To do =
For each statement, answer yes or no on whether it agrees with the pandas notebook below, and quote the deciding words of the notebook: (a) the sorted DataFrame orders rows by score from highest to lowest; (b) under "# Handle missing data", a missing score is filled with 0; (c) under "# Clean data", rows with missing values are removed.

Document excerpt =

• • • •

In [1]:
import pandas as pd
import numpy as np

In [2]:
# Create Series
scores = pd.Series([8.5, 7.0, 9.0], index=['An', 'Binh', 'Lan'])
print(scores)

An      8.5
Binh    7.0
Lan     9.0
dtype: float64


In [None]:
# Access Series
print(scores['An'])  # 8.5
print(scores[0])  # 8.5
print(scores['Binh':'Lan'])  # Binh    7.0
                            # Lan     9.0

In [None]:
# Create DataFrame
data = {'name': ['An', 'Binh', 'Lan'], 'age': [20, 22, 21], 'score': [8.5, 7.0, 9.0]}
df = pd.DataFrame(data)
print(df)

In [None]:
# Filter data
high_score = df[df['score'] > 8]
print(high_score)

In [None]:
# Add column
df['pass'] = df['score'] >= 7
print(df)

In [None]:
# Statistics
print(df['score'].mean())  # 8.166...

In [None]:
# Sort DataFrame
sorted_df = df.sort_values('score', ascending=False)
print(sorted_df)

In [None]:
# Clean data
data = {'name': ['An', 'Binh', None], 'score': [8.5, None, 9.0]}
df = pd.DataFrame(data)
df = df.dropna()
print(df)

In [None]:
# Create and access Series
import pandas as pd
scores = pd.Series([8.5, 7.0, 9.0], index=['An', 'Binh', 'Lan'])
print(f"Scores:\n{scores}")
print(f"An's score: {scores['An']}")
print(f"Scores from Binh to Lan:\n{scores['Binh':'Lan']}")

In [None]:
# Create and access DataFrame
import pandas as pd
data = {'name': ['An', 'Binh', 'Lan'], 'age': [20, 22, 21], 'score': [8.5, 7.0, 9.0]}
df = pd.DataFrame(data)
print(f"DataFrame:\n{df}")
print(f"\nName column:\n{df['name']}")
print(f"\nFirst row:\n{df.iloc[0]}")

In [None]:
# Handle missing data
import pandas as pd
data = {'name': ['An', 'Binh', None], 'score': [8.5, None, 9.0]}
df = pd.DataFrame(data)
df['score'] = df['score'].fillna(df['score'].mean())
df['name'] = df['name'].fillna('Unknown')
print(f"DataFrame after filling NaN:\n{df}")

In [None]:
# Create and print Series
import pandas as pd
scores = pd.Series({'An': 8.5, 'Binh': 7.0, 'Lan': 9.0})
print(f"Scores:\n{scores}")
print(f"Average score: {scores.mean()}")

In [None]:
# Create DataFrame
import pandas as pd
data = {'name': ['An', 'Binh', 'Lan'], 'age': [20, 22, 21], 'score': [8.5, 7.0, 9.0]}
df = pd.DataFrame(data)
print(f"DataFrame:\n{df}")
print(f"\nName column:\n{df['name']}")

In [None]:
# Filter passing students
import pandas as pd
data = {'name': ['An', 'Binh', 'Lan', 'Cuong'], 'score': [8.5, 6.5, 9.0, 7.5]}
df = pd.DataFrame(data)
passed = df[df['score'] >= 7]
print(f"Passing students:\n{passed}")

In [None]:
# Filter passing students
import pandas as pd
data = {'name': ['An', 'Binh', 'Lan', 'Cuong'], 'score': [8.5, 6.5, 9.0, 7.5]}
df = pd.DataFrame(data)

• • • •

Collected material =
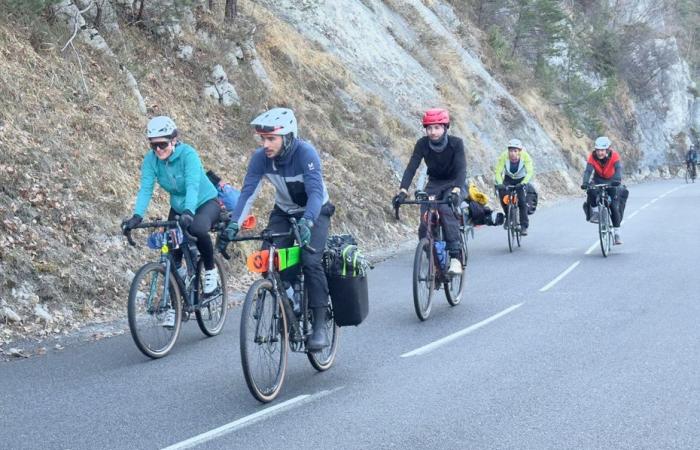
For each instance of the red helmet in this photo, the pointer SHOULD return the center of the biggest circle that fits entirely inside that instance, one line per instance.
(436, 115)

• • • •

Solution below =
(a) Yes: "df.sort_values('score', ascending=False)"
(b) No: "df['score'].fillna(df['score'].mean())"
(c) Yes: "df = df.dropna()"